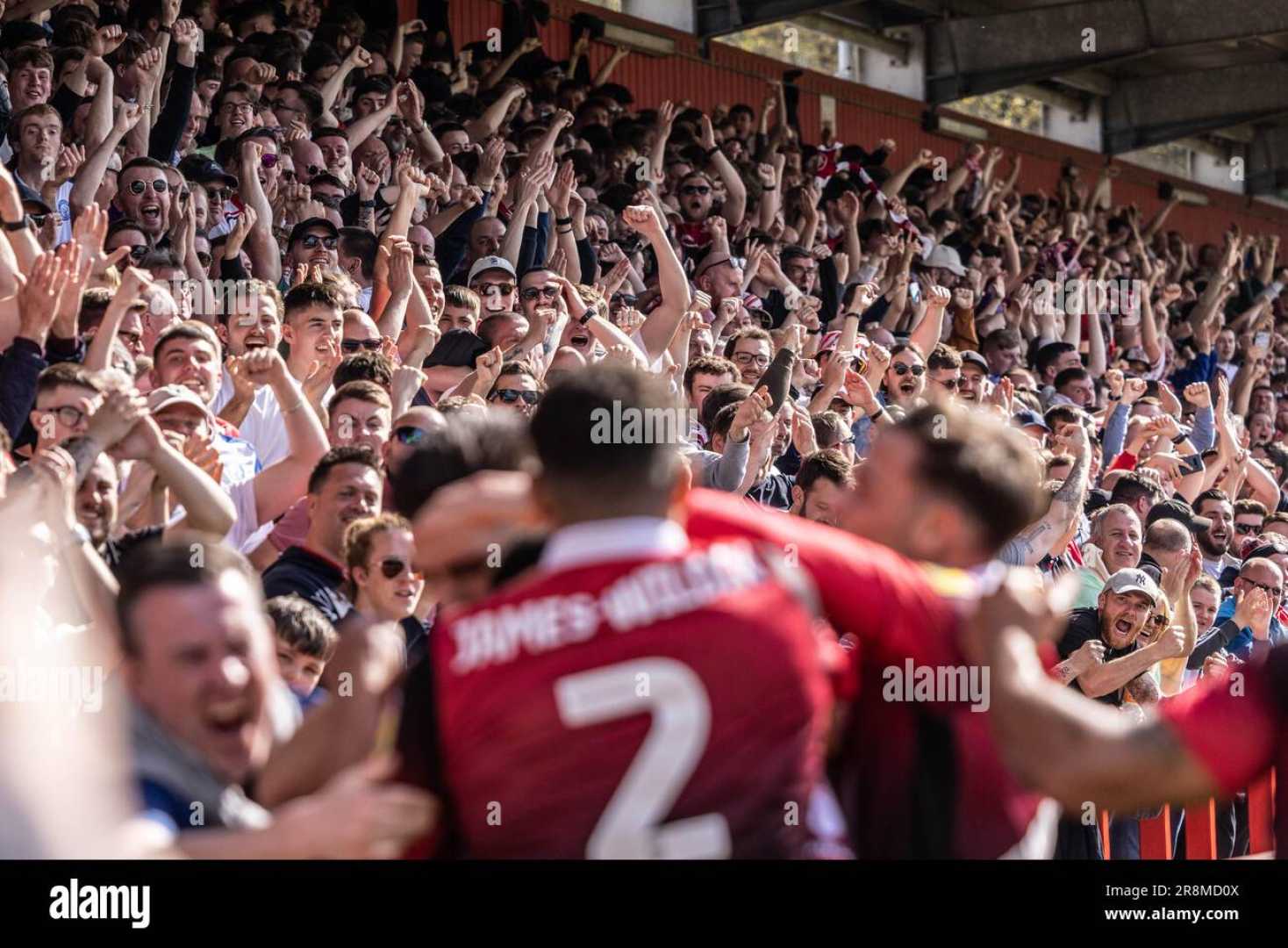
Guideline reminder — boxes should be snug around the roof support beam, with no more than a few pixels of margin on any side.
[926,0,1288,104]
[1103,61,1288,154]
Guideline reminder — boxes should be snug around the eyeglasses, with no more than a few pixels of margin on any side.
[518,284,559,303]
[1239,576,1284,599]
[380,557,421,579]
[47,405,85,427]
[130,178,170,195]
[394,425,427,446]
[490,389,541,405]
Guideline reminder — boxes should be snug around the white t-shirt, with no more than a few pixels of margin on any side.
[210,369,291,468]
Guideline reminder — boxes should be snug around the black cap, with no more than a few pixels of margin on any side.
[424,330,488,369]
[289,218,340,243]
[179,154,239,188]
[1145,499,1212,534]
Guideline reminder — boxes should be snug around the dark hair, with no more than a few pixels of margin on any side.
[795,449,853,493]
[116,532,261,656]
[331,352,394,391]
[890,405,1041,554]
[264,592,340,662]
[309,444,380,493]
[532,363,686,518]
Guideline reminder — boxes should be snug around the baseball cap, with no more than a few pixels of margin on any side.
[424,330,488,369]
[924,243,966,276]
[179,154,237,188]
[465,256,518,284]
[1106,567,1162,606]
[1011,408,1051,432]
[148,385,215,425]
[289,218,340,243]
[1145,497,1212,534]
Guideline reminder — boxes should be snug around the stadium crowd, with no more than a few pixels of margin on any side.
[0,0,1288,858]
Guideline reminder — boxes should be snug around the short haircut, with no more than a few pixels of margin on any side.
[443,284,482,320]
[264,592,340,662]
[116,531,261,657]
[331,352,394,391]
[531,363,686,516]
[1145,516,1190,553]
[152,320,223,361]
[326,381,393,415]
[389,412,531,518]
[36,362,103,397]
[885,405,1042,554]
[684,356,738,393]
[309,444,380,493]
[282,284,344,318]
[1234,497,1266,518]
[1109,470,1164,506]
[796,449,853,493]
[926,342,962,370]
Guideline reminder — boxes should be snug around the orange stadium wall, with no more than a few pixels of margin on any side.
[435,0,1288,245]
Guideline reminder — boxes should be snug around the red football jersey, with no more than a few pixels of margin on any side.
[686,490,1040,859]
[417,540,831,858]
[1159,647,1288,859]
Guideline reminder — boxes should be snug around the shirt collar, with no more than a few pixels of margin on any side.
[541,516,689,572]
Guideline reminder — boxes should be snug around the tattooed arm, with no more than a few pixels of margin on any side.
[998,451,1091,567]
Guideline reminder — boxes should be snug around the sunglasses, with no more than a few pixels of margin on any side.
[394,425,427,446]
[1239,576,1284,599]
[518,284,559,301]
[490,389,541,405]
[380,557,421,579]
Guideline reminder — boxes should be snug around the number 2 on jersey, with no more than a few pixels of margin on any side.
[555,658,732,859]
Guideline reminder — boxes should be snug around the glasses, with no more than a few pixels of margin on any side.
[47,405,85,427]
[394,425,427,447]
[380,557,420,579]
[130,178,170,195]
[490,389,541,405]
[1239,576,1284,599]
[518,284,559,303]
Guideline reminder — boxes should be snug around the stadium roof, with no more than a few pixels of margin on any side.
[694,0,1288,195]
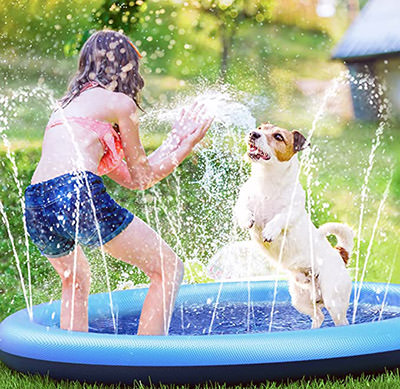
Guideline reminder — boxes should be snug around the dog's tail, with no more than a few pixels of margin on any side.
[318,223,354,265]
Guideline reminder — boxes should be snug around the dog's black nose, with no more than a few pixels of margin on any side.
[250,131,261,139]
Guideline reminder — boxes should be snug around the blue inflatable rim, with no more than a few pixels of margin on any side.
[0,281,400,366]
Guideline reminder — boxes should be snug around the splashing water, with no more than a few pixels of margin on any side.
[1,75,394,334]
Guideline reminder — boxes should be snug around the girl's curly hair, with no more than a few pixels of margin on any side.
[59,30,144,109]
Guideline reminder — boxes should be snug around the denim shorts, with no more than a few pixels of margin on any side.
[25,171,133,258]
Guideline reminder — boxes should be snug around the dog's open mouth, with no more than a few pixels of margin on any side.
[249,143,271,161]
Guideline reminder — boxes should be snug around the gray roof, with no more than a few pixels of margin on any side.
[332,0,400,62]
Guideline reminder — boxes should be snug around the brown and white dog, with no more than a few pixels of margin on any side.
[234,123,354,328]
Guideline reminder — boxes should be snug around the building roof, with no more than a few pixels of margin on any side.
[332,0,400,62]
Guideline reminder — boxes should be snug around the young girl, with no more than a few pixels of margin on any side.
[25,31,212,335]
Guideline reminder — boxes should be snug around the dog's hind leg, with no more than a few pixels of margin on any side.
[320,266,352,326]
[289,280,325,328]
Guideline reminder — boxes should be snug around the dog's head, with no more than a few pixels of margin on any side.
[246,123,310,163]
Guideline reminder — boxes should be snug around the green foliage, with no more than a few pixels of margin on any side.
[0,363,400,389]
[93,0,147,34]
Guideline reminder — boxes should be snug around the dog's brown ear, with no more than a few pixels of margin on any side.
[293,130,310,152]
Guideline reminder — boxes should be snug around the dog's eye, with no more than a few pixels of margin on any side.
[273,134,283,142]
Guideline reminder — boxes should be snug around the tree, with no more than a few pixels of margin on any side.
[94,0,147,34]
[64,0,147,56]
[193,0,273,78]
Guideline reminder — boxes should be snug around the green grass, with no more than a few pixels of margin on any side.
[0,13,400,389]
[0,363,400,389]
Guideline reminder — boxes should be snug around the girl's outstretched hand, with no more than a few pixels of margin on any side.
[171,102,214,147]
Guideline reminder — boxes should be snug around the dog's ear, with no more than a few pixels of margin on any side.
[293,130,310,152]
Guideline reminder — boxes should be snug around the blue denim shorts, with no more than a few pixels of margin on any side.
[25,171,133,258]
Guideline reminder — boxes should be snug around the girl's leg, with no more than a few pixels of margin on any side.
[104,217,183,335]
[48,246,90,332]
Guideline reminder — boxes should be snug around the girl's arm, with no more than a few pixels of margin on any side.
[108,99,213,190]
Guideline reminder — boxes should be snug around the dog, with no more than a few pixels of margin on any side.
[234,123,354,328]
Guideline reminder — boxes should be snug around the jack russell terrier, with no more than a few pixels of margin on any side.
[234,123,354,328]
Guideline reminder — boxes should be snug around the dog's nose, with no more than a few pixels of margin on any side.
[249,131,261,139]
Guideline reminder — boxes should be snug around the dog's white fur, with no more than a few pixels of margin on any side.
[234,124,354,328]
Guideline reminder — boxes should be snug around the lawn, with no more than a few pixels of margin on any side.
[0,12,400,388]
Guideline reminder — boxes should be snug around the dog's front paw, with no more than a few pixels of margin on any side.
[262,223,281,243]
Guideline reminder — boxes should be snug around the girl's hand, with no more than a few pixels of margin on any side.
[171,103,214,147]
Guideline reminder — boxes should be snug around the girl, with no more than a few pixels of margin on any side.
[25,31,212,335]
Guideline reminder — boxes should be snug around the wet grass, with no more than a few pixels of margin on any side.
[0,363,400,389]
[0,19,400,389]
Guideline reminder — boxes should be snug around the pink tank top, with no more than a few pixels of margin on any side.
[46,82,124,176]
=-=-=-=-=
- _DIRECTION_
Swap every "snug" in all of the data above for "tight", and reproduce the data with nothing else altered. Omit the pictures from your answer.

- _FULL OUTPUT_
Guideline reminder — boxes should be tight around the roof support beam, with no more than a few pixels of margin on any side.
[926,0,1288,104]
[1103,61,1288,154]
Guideline reminder — boxes should be tight around the eyeglasses, with no more than a few pixels of margin on any side.
[518,284,559,303]
[1239,576,1284,599]
[380,557,421,579]
[47,405,85,427]
[130,178,170,195]
[394,425,427,446]
[490,389,541,405]
Guideline reminder — boxes should be tight around the white t-shirt, with no more than a few pixels of margin on any side.
[210,369,291,468]
Guideline reminder — boxes should be tight around the black cap, with no more than a few pixels of margin on any side.
[424,330,488,369]
[289,218,340,243]
[179,154,239,188]
[1145,499,1212,534]
Guideline reminder — boxes should be tight around the dark hair, with no more than a few pixels of margin on any side.
[795,449,853,493]
[116,532,261,656]
[331,352,394,391]
[890,405,1041,554]
[264,592,340,662]
[309,444,380,493]
[532,363,686,518]
Guideline reminder — boxes should be tight around the baseball cap, with no more than a few pixels of margin on any side.
[424,330,488,369]
[924,243,966,276]
[179,154,237,188]
[465,256,518,284]
[1106,567,1162,606]
[1011,408,1051,432]
[148,385,215,425]
[289,218,340,243]
[1145,497,1212,534]
Guideline reminder — boxes should be tight around the stadium crowd, with no more than a few pixels of margin on any side.
[0,0,1288,858]
Guideline reminder — boxes should be tight around the short haircut, with no more than a few pixels of margin on any side.
[443,284,482,320]
[264,592,340,662]
[116,531,261,657]
[331,352,394,391]
[531,363,686,516]
[1145,516,1190,553]
[152,320,223,361]
[326,381,393,415]
[389,412,531,518]
[36,362,103,397]
[885,405,1042,554]
[684,356,738,393]
[309,444,380,493]
[282,284,344,318]
[1234,497,1266,518]
[1109,470,1164,506]
[796,449,853,493]
[926,342,962,370]
Guideline reminder — boxes should be tight around the orange stadium wall, with no more than a few pixels of margin on any side.
[435,0,1288,245]
Guideline reminder — boxes should be tight around the red football jersey, with no more than a few pixels of margin on any side.
[686,490,1040,859]
[417,540,831,858]
[1159,647,1288,859]
Guideline reminder — boxes should be tight around the shirt collar, with no more than a few pixels of margin on any side.
[541,516,689,572]
Guideline reminder — boxes should be tight around the tattooed arm, with no more than a few pixels of margin on any side.
[998,451,1091,567]
Guideline reminder — boxes should be tight around the sunglasses, with no more than a few pixels of margin on any side.
[394,425,427,446]
[1239,576,1284,599]
[518,284,559,301]
[490,389,541,405]
[380,557,421,579]
Guideline reminder — boxes should be tight around the number 2 on jersey, with no more than a few pixels of margin on any side.
[555,658,732,859]
Guideline reminder — boxes should be tight around the glasses, with no more than a few pixels of margin on any side.
[47,405,85,427]
[394,425,427,447]
[380,557,420,579]
[130,178,170,195]
[490,389,541,405]
[1239,576,1284,599]
[518,284,559,303]
Guideline reminder — boxes should be tight around the stadium roof, with no more than a few pixels of margin on any side.
[694,0,1288,195]
Guideline reminder — boxes should be tight around the dog's tail, with no more than a few pixels of margin on any side.
[318,223,354,265]
Guideline reminder — boxes should be tight around the dog's black nose, with no more than a few pixels of margin on any side.
[250,131,261,139]
Guideline reminder — boxes should be tight around the blue inflatable rim, with no more than a few pixels of margin on any side.
[0,281,400,366]
Guideline reminder — boxes should be tight around the splashing water, with no more than a few pixels of margin on any side.
[1,75,394,334]
Guideline reminder — boxes should be tight around the girl's curly hair, with no more than a few pixels of margin on any side.
[59,30,144,109]
Guideline reminder — boxes should be tight around the denim shorts, with no more than a few pixels of margin on any side.
[25,171,133,258]
Guideline reminder — boxes should be tight around the dog's open mouth, with no more than a few pixels of margin on any side.
[249,143,271,161]
Guideline reminder — boxes should be tight around the gray roof, with no more than a few pixels of margin on any side.
[332,0,400,62]
Guideline reminder — boxes should be tight around the brown and white dog, with no more than a few pixels of margin on any side.
[234,123,354,328]
Guideline reminder — boxes should be tight around the building roof, with no more than a few pixels of margin on any side.
[332,0,400,62]
Guideline reminder — boxes should be tight around the young girl, with no more than a few pixels of margin on any side.
[25,31,212,335]
Guideline reminder — boxes should be tight around the dog's hind leg, with no more than a few pixels of margin on any side.
[320,266,352,326]
[289,280,325,328]
Guideline reminder — boxes should be tight around the dog's head, with no more than a few pixels of margin on any side.
[246,123,310,163]
Guideline reminder — boxes should be tight around the green foliage, with no more than a few pixels of margin on any side.
[0,363,400,389]
[93,0,147,34]
Guideline reminder — boxes should be tight around the dog's brown ear, with no more than a few pixels of margin on any side.
[293,130,310,152]
Guideline reminder — boxes should be tight around the dog's eye, with no more than a few pixels of margin on any side.
[273,134,283,142]
Guideline reminder — boxes should be tight around the tree, with no more than a few pixels of margin on any side.
[94,0,147,34]
[64,0,147,56]
[193,0,273,78]
Guideline reminder — boxes should be tight around the green grass, with no more than a few pixels of margin on any side.
[0,13,400,389]
[0,363,400,389]
Guideline reminder — boxes should be tight around the girl's outstretched hand, with no more than a few pixels of margin on any side.
[171,102,214,147]
Guideline reminder — boxes should be tight around the dog's ear, with no more than a few pixels of margin on any side.
[293,130,310,152]
Guideline reminder — boxes should be tight around the blue denim shorts, with no more than a few pixels of margin on any side.
[25,171,133,258]
Guideline reminder — boxes should be tight around the girl's leg, with no more than a few pixels of margin on any side.
[104,217,183,335]
[48,246,90,332]
Guideline reminder — boxes should be tight around the girl's arm, with no more than a few pixels of margin on any side.
[108,99,213,190]
Guideline reminder — boxes should be tight around the dog, with no more than a few pixels of margin on any side.
[234,123,354,328]
Guideline reminder — boxes should be tight around the jack russell terrier, with no more than a few pixels of margin on any side.
[234,123,354,328]
Guideline reminder — boxes should be tight around the dog's nose, with no more than a few pixels of margin on any side.
[249,131,261,139]
Guideline reminder — boxes should be tight around the dog's white fur, with no more than a few pixels of margin on any side.
[234,124,354,328]
Guideline reminder — boxes should be tight around the lawn, with no more than a few pixels of margin on any side.
[0,12,400,388]
Guideline reminder — boxes should be tight around the dog's front paw, with no more than a few pixels of margin on any side.
[262,223,281,243]
Guideline reminder — boxes should be tight around the girl's hand, with no more than a few pixels of margin on any side.
[171,103,214,147]
Guideline reminder — boxes should be tight around the girl, with no more than a few pixels of margin on any side.
[25,31,212,335]
Guideline reminder — boxes should be tight around the wet grass, with no more than a few pixels of margin on any side.
[0,363,400,389]
[0,19,400,389]
Guideline reminder — boxes should be tight around the pink tank top, with no more than a few pixels of margin on any side.
[46,82,124,176]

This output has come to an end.